→ INSTRUKSI TUGAS A
Susunlah catatan di bawah ini sebagai CSV dua kolom bernama permintaan dan jawaban, satu baris untuk setiap permintaan. Mulailah dari awal catatan dan teruskan sampai baris yang memuat "505, 968, 560]]", termasuk baris itu sendiri; tulis teks permintaan dan jawabannya masing-masing dalam satu kolom berkutip, dengan jeda baris diganti spasi.

→ KUTIPAN

------------------------------------

Mohon tunggu...
Ahmad Sugeng Riady
Ahmad Sugeng Riady Mohon Tunggu... Penulis - Warga menengah ke bawah

Masyarakat biasa merangkap marbot masjid di pinggiran Kota Yogyakarta

Selanjutnya

Tutup

Hobby Pilihan

(Resensi Buku) Pergulatan Kesenian Lokal dan Politik

20 Juni 2020   11:45 Diperbarui: 20 Juni 2020   11:41 145
+
Laporkan Konten
Laporkan Akun
Kompasiana adalah platform blog. Konten ini menjadi tanggung jawab bloger dan tidak mewakili pandangan redaksi Kompas.

Sebagai negara bhineka, kesenian lokal menjadi salah satu pilar yang patut mendapatkan perhatian. Kesenian lokal tidak cukup untuk dipentaskan sebagai hiburan semata, kesenian lokal adalah identitas masyarakat setempat. Karena di dalamnya mengandung nilai-nilai moral, laku spiritual, dan memori kolektif sejak masa silam.

Han Gagas yang memiliki nama asli Rudy Hantoro mencoba menarasikan kesenian lokal Reog Ponorogo melalui novel. Novel ini layak untuk dibaca masyarakat, pelaku Reog Ponorogo, dan pengambil kebijakan. Selain data-data diramu dari tutur lisan dan beberapa referensi pendukung, novel ini juga mengingatkan kembali bahwa kesenian lokal Reog Ponorogo memiliki sejarah dan nilai-nilai yang dapat didarmakan kepada sesama dan semesta. Ia menuturkannya dengan apik. Bahasa yang digunakan juga mudah dipahami oleh masyarakat awam sekalipun. Kendati alur ceritanya mundur-maju.

Satu poin penting buku ini adalah menyuguhkan sebuah realitas kesenian sakral yang jamak ditemui di masyarakat kita ketika ditarik ke ranah politis, sedikit banyak akan mempengaruhi marwah seni itu sendiri. Lamat-lamat sakralnya bisa memudar, atau paling parah, esensi seni akan ambruk dan yang tersisa hanya formalitas pentas hiburan semata.

Dalam bukunya Tembang Tolak Bala ini, Han Gagas menceritakan pengalaman ganjil Hargo. Seorang anak kecil yang tidak sadarkan diri selama sebulan, usai hanyut ketika bermain di sungai bersama adik kembarnya. Selama tidak sadarkan diri, Hargo menjelajahi pengalaman yang ganjil dan mistis. Ia terlempar jauh di masa kehidupan leluhurnya, Ki Ageng Mirah. Tokoh sakti yang menjadi salah satu pendiri Ponorogo bersama Raden Katong, Ki Ageng Kutu, Honggolono, dan Ki Gentan pasca runtuhnya Kerajaan Majapahit.

------------------------------------

→ BAHAN MASUKAN
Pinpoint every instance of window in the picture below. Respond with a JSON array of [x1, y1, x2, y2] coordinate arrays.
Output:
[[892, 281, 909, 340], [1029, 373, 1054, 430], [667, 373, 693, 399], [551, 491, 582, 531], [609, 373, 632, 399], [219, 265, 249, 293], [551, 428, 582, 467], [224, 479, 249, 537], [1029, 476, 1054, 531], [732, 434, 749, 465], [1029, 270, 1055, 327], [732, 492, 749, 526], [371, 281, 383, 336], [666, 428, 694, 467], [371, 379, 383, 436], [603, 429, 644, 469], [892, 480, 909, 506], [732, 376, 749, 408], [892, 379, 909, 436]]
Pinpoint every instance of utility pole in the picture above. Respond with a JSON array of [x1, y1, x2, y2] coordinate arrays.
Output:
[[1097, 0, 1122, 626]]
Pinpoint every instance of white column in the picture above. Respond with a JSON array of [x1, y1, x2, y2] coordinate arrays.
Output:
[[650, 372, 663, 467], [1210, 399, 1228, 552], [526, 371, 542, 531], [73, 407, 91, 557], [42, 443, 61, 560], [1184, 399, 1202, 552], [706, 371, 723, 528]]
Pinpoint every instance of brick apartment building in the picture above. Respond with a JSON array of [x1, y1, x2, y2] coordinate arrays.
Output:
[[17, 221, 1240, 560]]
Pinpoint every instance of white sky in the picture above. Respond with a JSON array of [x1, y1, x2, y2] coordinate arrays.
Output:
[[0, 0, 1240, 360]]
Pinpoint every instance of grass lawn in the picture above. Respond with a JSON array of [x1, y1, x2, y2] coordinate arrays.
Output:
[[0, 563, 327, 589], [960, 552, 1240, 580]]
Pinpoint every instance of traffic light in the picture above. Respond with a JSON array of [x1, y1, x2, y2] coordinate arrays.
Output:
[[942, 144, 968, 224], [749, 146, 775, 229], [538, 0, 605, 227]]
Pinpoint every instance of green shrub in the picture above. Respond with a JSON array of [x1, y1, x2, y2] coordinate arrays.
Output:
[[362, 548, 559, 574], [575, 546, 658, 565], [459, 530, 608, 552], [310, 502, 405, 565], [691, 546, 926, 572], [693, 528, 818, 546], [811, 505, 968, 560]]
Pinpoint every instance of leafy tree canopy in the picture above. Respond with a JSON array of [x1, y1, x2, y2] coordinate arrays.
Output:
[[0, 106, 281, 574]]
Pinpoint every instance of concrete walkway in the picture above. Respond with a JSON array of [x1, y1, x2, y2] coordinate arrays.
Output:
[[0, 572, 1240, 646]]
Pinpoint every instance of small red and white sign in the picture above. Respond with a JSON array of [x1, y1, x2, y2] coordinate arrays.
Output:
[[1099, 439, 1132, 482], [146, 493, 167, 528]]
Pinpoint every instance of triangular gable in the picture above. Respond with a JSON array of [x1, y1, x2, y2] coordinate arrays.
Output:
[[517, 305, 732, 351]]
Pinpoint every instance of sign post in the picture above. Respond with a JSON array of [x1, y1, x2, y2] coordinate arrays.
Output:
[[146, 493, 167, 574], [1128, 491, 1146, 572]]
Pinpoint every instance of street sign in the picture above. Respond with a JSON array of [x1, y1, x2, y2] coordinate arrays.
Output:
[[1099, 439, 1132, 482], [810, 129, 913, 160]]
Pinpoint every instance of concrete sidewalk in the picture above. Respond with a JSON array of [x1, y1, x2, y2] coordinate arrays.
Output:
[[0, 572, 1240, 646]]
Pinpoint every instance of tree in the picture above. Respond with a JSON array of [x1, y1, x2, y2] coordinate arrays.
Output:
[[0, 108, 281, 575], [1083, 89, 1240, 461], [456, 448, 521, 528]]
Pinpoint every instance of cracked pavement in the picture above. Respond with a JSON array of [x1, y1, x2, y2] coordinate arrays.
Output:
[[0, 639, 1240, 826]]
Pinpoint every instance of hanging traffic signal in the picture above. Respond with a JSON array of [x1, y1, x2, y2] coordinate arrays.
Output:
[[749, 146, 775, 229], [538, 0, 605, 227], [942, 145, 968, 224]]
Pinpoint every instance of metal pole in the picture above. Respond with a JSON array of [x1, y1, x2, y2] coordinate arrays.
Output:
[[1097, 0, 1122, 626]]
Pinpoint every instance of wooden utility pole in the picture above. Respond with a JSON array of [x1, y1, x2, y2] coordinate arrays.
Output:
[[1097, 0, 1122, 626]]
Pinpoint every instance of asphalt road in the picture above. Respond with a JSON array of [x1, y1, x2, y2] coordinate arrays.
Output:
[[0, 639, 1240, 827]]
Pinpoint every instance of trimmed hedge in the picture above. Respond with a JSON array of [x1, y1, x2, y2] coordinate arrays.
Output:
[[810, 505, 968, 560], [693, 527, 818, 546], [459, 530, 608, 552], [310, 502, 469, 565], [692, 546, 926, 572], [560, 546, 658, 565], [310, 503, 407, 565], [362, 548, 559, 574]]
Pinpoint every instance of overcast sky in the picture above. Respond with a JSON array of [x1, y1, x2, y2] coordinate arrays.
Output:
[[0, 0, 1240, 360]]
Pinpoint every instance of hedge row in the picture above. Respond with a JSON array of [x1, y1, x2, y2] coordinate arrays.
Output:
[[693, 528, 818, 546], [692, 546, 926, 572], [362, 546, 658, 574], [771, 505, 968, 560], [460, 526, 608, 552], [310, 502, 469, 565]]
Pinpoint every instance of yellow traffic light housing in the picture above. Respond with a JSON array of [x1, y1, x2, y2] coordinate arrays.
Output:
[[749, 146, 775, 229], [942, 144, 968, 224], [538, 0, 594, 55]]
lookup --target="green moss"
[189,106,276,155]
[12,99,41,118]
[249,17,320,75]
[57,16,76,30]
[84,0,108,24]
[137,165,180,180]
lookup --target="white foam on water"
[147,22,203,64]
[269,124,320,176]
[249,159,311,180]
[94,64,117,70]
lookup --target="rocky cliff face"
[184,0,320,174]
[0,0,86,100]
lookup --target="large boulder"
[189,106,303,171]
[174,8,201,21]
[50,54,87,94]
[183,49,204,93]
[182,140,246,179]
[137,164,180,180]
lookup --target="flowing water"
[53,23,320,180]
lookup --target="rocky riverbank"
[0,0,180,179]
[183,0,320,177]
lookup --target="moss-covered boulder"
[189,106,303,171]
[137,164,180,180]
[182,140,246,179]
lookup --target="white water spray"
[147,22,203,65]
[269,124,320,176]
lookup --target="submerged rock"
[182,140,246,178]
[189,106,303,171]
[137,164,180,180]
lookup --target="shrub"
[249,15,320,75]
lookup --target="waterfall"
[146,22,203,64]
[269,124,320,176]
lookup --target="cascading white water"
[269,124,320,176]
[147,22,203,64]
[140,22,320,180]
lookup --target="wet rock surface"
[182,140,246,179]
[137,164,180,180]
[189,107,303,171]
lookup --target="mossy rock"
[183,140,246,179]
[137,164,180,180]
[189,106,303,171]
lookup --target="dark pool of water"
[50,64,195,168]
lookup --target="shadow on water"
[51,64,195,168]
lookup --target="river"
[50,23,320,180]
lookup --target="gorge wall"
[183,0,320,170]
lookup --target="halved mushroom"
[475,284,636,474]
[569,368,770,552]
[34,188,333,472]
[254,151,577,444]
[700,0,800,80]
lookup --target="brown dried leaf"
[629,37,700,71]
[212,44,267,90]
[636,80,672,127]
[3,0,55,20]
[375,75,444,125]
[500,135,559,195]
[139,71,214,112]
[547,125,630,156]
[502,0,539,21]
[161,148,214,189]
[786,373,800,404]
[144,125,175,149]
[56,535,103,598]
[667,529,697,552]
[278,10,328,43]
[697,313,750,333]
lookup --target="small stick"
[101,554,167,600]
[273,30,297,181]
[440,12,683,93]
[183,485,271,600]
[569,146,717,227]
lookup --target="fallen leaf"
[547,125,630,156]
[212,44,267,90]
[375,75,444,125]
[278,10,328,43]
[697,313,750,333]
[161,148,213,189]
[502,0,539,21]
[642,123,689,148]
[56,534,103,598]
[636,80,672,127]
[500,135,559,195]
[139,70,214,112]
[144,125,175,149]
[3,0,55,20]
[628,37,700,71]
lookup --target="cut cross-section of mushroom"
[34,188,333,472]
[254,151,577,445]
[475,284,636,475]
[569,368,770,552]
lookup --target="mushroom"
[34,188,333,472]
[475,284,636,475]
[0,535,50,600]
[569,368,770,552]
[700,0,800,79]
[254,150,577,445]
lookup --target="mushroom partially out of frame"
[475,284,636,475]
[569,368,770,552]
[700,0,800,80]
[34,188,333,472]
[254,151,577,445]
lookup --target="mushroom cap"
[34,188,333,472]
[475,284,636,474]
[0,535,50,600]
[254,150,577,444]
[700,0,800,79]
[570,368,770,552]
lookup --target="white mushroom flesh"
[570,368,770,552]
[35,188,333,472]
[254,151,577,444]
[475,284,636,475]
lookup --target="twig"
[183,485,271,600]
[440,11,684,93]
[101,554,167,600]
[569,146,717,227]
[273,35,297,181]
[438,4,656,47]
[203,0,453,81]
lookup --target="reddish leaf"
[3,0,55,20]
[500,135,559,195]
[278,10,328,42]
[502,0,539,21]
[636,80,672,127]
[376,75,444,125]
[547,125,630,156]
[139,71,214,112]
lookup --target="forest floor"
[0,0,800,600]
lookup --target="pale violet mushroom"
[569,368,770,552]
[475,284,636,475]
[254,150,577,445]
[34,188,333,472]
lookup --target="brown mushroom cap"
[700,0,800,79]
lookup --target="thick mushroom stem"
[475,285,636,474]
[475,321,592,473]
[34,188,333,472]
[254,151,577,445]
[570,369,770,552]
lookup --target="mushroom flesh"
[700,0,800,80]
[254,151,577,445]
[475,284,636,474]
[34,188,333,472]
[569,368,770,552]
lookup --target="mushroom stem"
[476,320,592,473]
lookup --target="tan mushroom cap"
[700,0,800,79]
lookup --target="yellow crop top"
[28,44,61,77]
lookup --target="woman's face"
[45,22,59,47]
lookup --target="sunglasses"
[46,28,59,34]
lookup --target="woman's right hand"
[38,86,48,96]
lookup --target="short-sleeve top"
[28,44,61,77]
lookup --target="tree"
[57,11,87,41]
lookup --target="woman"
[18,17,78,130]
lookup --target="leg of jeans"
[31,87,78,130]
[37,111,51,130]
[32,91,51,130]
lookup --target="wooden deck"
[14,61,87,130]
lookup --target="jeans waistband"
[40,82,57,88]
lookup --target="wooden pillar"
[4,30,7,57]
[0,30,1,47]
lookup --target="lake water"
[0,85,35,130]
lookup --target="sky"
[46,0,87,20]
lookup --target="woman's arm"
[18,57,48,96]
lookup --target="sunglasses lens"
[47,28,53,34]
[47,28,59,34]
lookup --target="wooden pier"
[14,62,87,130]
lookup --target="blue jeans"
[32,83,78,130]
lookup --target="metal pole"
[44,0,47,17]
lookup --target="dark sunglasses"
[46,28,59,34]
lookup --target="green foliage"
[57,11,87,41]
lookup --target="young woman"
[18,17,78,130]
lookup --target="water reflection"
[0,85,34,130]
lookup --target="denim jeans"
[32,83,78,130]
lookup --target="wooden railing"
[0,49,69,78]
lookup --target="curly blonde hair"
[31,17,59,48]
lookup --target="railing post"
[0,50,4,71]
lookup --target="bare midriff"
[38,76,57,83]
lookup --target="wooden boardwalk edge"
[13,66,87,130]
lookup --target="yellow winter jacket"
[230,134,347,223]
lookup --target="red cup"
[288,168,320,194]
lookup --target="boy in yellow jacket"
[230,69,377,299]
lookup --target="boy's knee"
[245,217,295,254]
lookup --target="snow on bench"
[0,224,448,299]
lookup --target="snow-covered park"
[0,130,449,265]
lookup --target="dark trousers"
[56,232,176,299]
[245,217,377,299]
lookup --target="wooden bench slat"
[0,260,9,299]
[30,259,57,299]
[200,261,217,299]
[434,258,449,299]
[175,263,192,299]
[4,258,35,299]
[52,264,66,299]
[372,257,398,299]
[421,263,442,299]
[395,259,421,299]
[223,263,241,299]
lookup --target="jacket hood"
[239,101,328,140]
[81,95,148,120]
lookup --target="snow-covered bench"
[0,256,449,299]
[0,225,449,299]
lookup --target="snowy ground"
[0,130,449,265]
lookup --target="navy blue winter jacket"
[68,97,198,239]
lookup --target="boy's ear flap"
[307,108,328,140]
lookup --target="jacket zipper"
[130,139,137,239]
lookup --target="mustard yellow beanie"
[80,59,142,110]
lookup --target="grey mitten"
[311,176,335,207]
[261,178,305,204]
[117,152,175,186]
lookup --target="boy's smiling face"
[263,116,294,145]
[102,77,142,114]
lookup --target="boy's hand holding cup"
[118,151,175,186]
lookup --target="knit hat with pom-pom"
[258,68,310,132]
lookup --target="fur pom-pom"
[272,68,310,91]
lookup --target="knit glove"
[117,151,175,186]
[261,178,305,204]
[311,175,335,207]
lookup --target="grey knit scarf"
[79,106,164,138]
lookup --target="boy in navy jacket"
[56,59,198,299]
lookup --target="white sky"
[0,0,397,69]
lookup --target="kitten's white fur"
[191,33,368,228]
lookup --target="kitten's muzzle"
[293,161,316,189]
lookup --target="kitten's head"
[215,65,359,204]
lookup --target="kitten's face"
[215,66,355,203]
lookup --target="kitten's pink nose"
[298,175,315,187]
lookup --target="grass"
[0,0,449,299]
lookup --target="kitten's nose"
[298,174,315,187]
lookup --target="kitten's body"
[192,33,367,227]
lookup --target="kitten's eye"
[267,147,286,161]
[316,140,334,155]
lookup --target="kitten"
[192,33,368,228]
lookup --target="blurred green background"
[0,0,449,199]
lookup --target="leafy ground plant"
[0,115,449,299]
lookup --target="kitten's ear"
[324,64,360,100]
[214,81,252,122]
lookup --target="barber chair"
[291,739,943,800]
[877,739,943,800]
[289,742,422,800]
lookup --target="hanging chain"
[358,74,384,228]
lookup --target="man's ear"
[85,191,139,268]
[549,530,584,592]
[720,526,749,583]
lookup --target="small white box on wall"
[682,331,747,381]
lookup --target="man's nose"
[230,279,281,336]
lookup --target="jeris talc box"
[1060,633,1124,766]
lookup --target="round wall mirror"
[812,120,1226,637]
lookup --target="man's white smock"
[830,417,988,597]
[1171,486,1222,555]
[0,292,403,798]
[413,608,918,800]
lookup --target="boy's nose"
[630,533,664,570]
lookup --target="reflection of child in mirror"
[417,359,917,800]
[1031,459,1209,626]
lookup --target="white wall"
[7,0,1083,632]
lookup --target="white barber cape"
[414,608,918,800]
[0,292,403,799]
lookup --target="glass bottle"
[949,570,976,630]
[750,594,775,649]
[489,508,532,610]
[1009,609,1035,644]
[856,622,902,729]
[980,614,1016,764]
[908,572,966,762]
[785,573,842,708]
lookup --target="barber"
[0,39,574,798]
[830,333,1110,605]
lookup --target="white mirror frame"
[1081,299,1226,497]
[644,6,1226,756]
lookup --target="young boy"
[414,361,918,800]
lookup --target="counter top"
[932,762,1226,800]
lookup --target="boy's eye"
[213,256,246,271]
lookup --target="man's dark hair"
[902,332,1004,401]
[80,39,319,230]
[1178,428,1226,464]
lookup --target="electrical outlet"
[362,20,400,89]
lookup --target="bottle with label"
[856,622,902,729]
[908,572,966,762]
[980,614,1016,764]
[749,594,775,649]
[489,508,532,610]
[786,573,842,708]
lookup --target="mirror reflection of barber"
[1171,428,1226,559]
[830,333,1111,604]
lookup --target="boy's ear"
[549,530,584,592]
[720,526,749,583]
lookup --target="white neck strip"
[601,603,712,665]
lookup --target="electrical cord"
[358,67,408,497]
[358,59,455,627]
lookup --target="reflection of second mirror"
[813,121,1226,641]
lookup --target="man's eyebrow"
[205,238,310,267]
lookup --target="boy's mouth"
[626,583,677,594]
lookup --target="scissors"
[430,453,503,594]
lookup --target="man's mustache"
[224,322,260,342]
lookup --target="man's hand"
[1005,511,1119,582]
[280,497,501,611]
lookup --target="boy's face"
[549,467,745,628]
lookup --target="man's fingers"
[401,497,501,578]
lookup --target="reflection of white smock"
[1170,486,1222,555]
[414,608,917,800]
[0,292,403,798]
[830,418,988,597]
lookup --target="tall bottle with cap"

------------------------------------

→ INSTRUKSI TUGAS B
Menurut resensi buku itu, siapa nama asli Han Gagas?

→ JAWABAN TERTULIS A
permintaan,jawaban
"Pinpoint every instance of window in the picture below. Respond with a JSON array of [x1, y1, x2, y2] coordinate arrays. Output:","[[892, 281, 909, 340], [1029, 373, 1054, 430], [667, 373, 693, 399], [551, 491, 582, 531], [609, 373, 632, 399], [219, 265, 249, 293], [551, 428, 582, 467], [224, 479, 249, 537], [1029, 476, 1054, 531], [732, 434, 749, 465], [1029, 270, 1055, 327], [732, 492, 749, 526], [371, 281, 383, 336], [666, 428, 694, 467], [371, 379, 383, 436], [603, 429, 644, 469], [892, 480, 909, 506], [732, 376, 749, 408], [892, 379, 909, 436]]"
"Pinpoint every instance of utility pole in the picture above. Respond with a JSON array of [x1, y1, x2, y2] coordinate arrays. Output:","[[1097, 0, 1122, 626]]"
"Pinpoint every instance of white column in the picture above. Respond with a JSON array of [x1, y1, x2, y2] coordinate arrays. Output:","[[650, 372, 663, 467], [1210, 399, 1228, 552], [526, 371, 542, 531], [73, 407, 91, 557], [42, 443, 61, 560], [1184, 399, 1202, 552], [706, 371, 723, 528]]"
"Pinpoint every instance of brick apartment building in the picture above. Respond with a JSON array of [x1, y1, x2, y2] coordinate arrays. Output:","[[17, 221, 1240, 560]]"
"Pinpoint every instance of white sky in the picture above. Respond with a JSON array of [x1, y1, x2, y2] coordinate arrays. Output:","[[0, 0, 1240, 360]]"
"Pinpoint every instance of grass lawn in the picture above. Respond with a JSON array of [x1, y1, x2, y2] coordinate arrays. Output:","[[0, 563, 327, 589], [960, 552, 1240, 580]]"
"Pinpoint every instance of traffic light in the picture above. Respond with a JSON array of [x1, y1, x2, y2] coordinate arrays. Output:","[[942, 144, 968, 224], [749, 146, 775, 229], [538, 0, 605, 227]]"
"Pinpoint every instance of green shrub in the picture above. Respond with a JSON array of [x1, y1, x2, y2] coordinate arrays. Output:","[[362, 548, 559, 574], [575, 546, 658, 565], [459, 530, 608, 552], [310, 502, 405, 565], [691, 546, 926, 572], [693, 528, 818, 546], [811, 505, 968, 560]]"

→ JAWABAN TERTULIS B
Rudy Hantoro.